-- Start of Provided text --

Objectives
Upon completion of this lesson, you will be able to:
- list the different methods for feature normalization
- know when to apply normalization to numeric features
- use min-max and z-score standardization
Motivation
Normalizing numeric features in machine learning involves rescaling the values of numeric features in the dataset to a standard range. This process is done to make sure that each feature contributes approximately proportionately to the final prediction. For algorithms that use a measure of Euclidean distance between two data points, normalization is critical. If one feature is in the range of 0-1 and another is in the range of 0-1000, the algorithm is likely to be dominated by the second feature.
The normalization of numeric features before applying any kind of distance-based machine learning algorithm is a critical step in feature engineering.

-- End of Provided text --
-- Start of Data entries --

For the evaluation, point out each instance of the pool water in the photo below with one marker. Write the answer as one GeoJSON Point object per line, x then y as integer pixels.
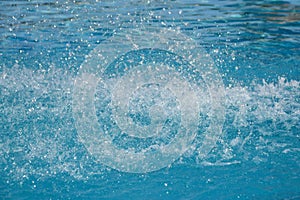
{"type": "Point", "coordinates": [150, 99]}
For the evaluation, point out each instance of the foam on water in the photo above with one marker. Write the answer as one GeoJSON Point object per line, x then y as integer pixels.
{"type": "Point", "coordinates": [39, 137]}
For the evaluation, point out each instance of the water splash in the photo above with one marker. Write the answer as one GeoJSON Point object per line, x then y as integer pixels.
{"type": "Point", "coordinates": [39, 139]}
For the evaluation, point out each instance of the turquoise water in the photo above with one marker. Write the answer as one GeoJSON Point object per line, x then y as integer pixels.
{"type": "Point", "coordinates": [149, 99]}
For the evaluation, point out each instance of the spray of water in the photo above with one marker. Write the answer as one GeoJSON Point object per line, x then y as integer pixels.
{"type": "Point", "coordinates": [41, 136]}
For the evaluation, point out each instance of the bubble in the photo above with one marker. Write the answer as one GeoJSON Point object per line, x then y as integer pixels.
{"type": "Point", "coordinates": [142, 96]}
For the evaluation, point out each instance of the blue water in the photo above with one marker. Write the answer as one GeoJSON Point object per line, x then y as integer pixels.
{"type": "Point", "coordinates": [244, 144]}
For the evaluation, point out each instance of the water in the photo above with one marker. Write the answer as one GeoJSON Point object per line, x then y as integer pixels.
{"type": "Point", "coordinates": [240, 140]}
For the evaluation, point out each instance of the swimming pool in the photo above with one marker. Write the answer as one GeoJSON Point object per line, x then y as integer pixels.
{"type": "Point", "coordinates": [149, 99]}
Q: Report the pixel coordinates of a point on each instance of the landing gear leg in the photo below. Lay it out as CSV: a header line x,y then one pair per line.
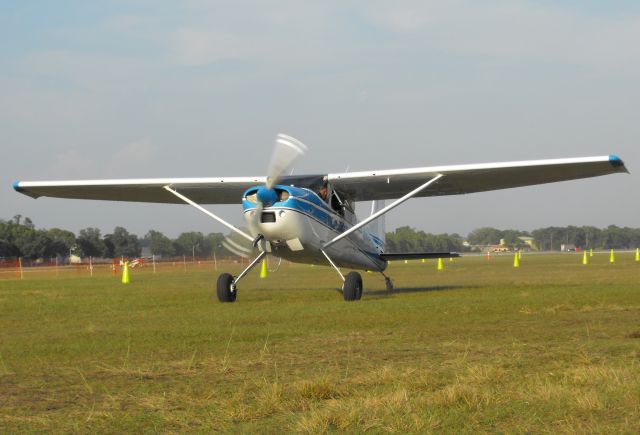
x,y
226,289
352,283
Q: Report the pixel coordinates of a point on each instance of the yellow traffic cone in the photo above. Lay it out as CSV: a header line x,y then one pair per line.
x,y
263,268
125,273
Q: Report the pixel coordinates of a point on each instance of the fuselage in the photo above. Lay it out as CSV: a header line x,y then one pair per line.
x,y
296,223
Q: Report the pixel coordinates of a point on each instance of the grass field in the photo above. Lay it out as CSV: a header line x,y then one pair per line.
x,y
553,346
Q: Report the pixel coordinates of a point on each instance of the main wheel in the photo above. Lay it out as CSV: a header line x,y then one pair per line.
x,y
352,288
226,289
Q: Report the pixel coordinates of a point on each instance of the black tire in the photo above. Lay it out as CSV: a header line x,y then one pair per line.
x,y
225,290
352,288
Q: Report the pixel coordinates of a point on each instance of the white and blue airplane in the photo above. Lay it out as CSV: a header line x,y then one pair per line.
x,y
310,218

-- End of Data entries --
-- Start of Data entries --

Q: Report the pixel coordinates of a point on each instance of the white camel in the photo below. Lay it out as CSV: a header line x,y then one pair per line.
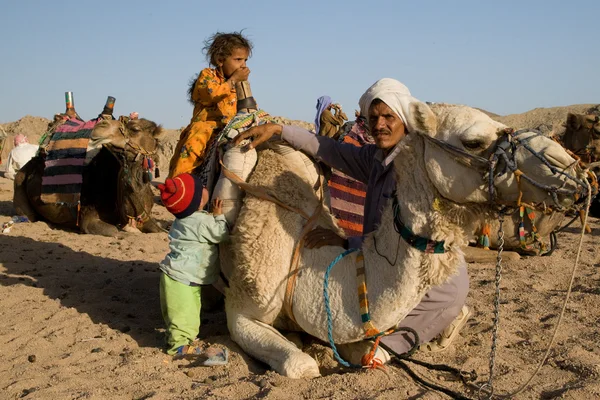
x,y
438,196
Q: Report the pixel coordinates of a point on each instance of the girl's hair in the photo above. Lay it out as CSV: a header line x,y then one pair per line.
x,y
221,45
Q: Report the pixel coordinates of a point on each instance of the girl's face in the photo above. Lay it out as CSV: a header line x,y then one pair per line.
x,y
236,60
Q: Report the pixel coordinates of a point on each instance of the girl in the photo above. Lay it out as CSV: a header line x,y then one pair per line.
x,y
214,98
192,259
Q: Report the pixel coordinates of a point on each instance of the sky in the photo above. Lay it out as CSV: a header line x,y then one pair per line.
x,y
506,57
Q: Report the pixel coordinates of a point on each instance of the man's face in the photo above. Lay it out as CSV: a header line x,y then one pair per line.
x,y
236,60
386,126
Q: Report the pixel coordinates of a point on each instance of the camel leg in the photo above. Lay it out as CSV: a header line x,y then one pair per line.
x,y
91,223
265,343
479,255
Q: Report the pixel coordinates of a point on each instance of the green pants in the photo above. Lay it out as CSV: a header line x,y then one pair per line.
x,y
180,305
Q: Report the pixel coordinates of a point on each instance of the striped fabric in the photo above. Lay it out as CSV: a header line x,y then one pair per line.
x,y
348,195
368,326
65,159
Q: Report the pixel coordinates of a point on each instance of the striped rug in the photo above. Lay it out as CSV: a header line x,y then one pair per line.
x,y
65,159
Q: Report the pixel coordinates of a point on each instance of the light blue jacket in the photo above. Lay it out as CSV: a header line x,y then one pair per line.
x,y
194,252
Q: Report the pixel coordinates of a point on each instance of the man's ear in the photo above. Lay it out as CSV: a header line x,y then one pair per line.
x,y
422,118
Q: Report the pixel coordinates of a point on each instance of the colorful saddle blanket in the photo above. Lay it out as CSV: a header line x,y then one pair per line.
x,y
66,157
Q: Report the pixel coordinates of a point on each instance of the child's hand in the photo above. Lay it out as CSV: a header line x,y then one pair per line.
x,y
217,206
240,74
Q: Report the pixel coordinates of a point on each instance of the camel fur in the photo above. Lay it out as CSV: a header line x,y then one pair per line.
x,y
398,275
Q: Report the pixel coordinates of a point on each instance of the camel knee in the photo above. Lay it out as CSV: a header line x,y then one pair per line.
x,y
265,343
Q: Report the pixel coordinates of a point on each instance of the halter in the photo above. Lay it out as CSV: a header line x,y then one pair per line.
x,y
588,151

-- End of Data entries --

## Task details:
Say whether each statement below agrees with the feature normalization text above, answering yes or no and quoting the deciding words from the text.
1. Normalization is critical for algorithms that measure Euclidean distance between data points.
2. When one feature ranges from 0-1 and another from 0-1000, the first feature is likely to dominate the algorithm.
3. The lesson covers min-max and z-score standardization.

## Exercise response:
1. Yes: "For algorithms that use a measure of Euclidean distance between two data points, normalization is critical."
2. No: "the algorithm is likely to be dominated by the second feature."
3. Yes: "use min-max and z-score standardization"